» **Aim**:
Please copy the lines below again, changing every "trumpet" to "bugle" and leaving everything else as it is.

########

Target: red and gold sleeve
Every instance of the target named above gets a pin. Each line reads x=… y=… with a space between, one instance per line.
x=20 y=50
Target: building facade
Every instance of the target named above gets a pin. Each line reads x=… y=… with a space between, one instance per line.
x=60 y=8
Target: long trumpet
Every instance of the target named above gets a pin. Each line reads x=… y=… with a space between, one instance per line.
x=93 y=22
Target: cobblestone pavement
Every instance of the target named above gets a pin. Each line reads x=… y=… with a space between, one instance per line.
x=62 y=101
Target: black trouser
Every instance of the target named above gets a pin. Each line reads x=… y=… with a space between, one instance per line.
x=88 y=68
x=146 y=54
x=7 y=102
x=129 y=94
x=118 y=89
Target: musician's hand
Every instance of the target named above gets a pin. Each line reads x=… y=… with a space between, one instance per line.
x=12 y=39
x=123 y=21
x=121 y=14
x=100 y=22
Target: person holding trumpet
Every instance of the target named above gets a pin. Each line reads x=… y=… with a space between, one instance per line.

########

» **Expected output**:
Target: red and gold sleeve
Every instance of the target named above gets a pin. Each line reads x=… y=… with a space between, one instance per line.
x=20 y=50
Target: building facade
Every instance of the target named above gets a pin. Each line reads x=… y=… with a space between, one instance per line.
x=60 y=8
Target: long bugle
Every instance of the target named above gets a pin. Each line reads x=… y=… with a space between, one instance per line.
x=93 y=22
Target: cobblestone pavement
Every instance of the target named above gets a pin. Each line reads x=… y=… with a space between, one instance per line.
x=62 y=101
Target: black trouser
Every instance of the target named above gets a pin. Each line reads x=… y=… with a space between, one instance per line.
x=88 y=68
x=146 y=54
x=7 y=102
x=129 y=94
x=118 y=89
Target: musician's hand
Every instance of the target named above gets a pin. Each line reads x=… y=… with a space between, one instance per line.
x=12 y=39
x=123 y=21
x=121 y=14
x=100 y=22
Target: person holding bugle
Every instance of the target named above gets a pin. Each line reads x=… y=… with a space between, one instance per line.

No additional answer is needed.